# Making the news



## Eternal Unrest (Aug 10, 2011)

Got an email this morning from the local newspaper, they're going to be running a story and pic of my yard haunt. Also as I was walking home this morning from going out to breakfast, my neighbor informed me she called Fox 45 Baltimore and they're also interested in coming out and running a small segment on the news. Will be posting pics later this evening, as Fox 45 asked that I snap a few shots and email them with it. What a bonkers way to start the day!!


----------



## hedg12 (Jul 6, 2008)

Cool! Better buy lots of candy to give out this year with all this free advertising...


----------



## scareme (Aug 29, 2006)

Congrats! I love it when the news covers local haunts. And your neighbors must love your place to have called on you. You must be so proud!


----------



## randomr8 (Oct 24, 2009)

Coolio!


----------



## Eternal Unrest (Aug 10, 2011)

When I spoke with the local newspaper, they asked why I do it. I basically said, I've been in love with scaring people sine I was a child. That and the fact that people actually take their children to the mall to trick or treat these days, I find it kind of appauling and reprehensible. I do it to keep the spirit of Halloween alive, and where it belongs. In our neighborhoods, our towns, and streets. It builds relationships with your neighbors and builds the roots of a community. I know we live in semi-questionable times. But what's so fun about walking under the droned out fluorescent lights of the mall? What happened to the smell of a crisp autumn night, leaves crunching beneath your feet, laughing, enjoying yourself? To quote one of my favorite lines from a movie ever "It's halloween, everyone's entitled to one good scare". I'm happy and thankful for the coverage. Time to hit the store, I think I'm gonna need a bigger boat (of candy).


----------



## Pumpkin5 (Aug 8, 2010)

- _TASK OBJECTIVE_
In the forum thread, who called Fox 45 Baltimore about Eternal Unrest's yard haunt? Rely only on the forum thread for the answer.

- _SUPPLIED INFORMATION_
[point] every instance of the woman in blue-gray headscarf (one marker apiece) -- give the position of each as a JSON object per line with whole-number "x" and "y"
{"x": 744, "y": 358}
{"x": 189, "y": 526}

- _TASK RESULT_
Eternal Unrest's neighbor